■ Instructions to follow
Note each line of the listing that contains the string "small", and copy it.

■ Recorded data

=-=-=

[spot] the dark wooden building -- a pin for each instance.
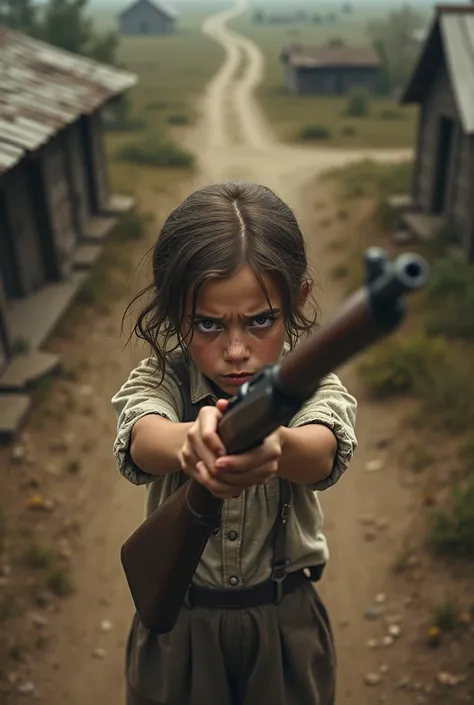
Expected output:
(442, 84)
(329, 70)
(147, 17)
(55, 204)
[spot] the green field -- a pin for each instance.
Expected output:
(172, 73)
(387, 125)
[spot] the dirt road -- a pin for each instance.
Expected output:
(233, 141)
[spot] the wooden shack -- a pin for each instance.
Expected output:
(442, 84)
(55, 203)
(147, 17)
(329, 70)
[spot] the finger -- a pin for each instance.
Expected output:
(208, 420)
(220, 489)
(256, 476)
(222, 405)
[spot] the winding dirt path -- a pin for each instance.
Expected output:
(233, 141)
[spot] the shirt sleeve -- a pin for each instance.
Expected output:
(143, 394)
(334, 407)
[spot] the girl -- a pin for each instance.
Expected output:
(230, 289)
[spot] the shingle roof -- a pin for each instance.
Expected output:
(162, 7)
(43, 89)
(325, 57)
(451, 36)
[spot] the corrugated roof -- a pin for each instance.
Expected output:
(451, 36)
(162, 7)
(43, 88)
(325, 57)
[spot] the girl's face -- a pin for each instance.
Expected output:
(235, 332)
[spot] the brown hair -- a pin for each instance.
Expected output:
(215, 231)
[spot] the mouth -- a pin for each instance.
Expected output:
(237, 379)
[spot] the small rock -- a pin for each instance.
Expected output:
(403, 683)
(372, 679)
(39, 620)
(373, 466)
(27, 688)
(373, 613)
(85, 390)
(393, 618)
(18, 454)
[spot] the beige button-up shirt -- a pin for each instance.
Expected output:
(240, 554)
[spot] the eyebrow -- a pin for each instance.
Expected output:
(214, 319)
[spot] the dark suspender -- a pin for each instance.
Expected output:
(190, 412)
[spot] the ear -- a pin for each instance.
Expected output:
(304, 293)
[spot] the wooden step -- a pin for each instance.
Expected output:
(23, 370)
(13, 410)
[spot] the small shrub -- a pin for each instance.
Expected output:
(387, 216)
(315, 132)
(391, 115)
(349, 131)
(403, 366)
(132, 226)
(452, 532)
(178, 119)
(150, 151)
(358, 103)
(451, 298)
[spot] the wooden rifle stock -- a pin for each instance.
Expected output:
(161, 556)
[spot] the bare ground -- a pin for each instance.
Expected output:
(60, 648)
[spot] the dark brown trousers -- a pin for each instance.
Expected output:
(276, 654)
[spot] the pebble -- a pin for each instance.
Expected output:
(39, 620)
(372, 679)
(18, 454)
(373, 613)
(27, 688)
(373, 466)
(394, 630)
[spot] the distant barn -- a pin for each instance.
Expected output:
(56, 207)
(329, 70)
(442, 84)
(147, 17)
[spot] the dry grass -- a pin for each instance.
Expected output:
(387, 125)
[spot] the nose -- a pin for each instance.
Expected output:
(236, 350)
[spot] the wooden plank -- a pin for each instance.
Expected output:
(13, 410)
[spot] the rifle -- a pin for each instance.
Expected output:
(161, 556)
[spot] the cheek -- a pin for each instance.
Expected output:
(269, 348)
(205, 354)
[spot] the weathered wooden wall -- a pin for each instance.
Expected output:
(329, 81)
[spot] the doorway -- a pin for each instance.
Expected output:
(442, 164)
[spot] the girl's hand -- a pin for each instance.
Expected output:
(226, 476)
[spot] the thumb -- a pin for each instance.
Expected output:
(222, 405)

=-=-=

■ Result for this exercise
[spot] the small rock -- a pin for each instance.
[spot] the small shrub -- a pin for each instance.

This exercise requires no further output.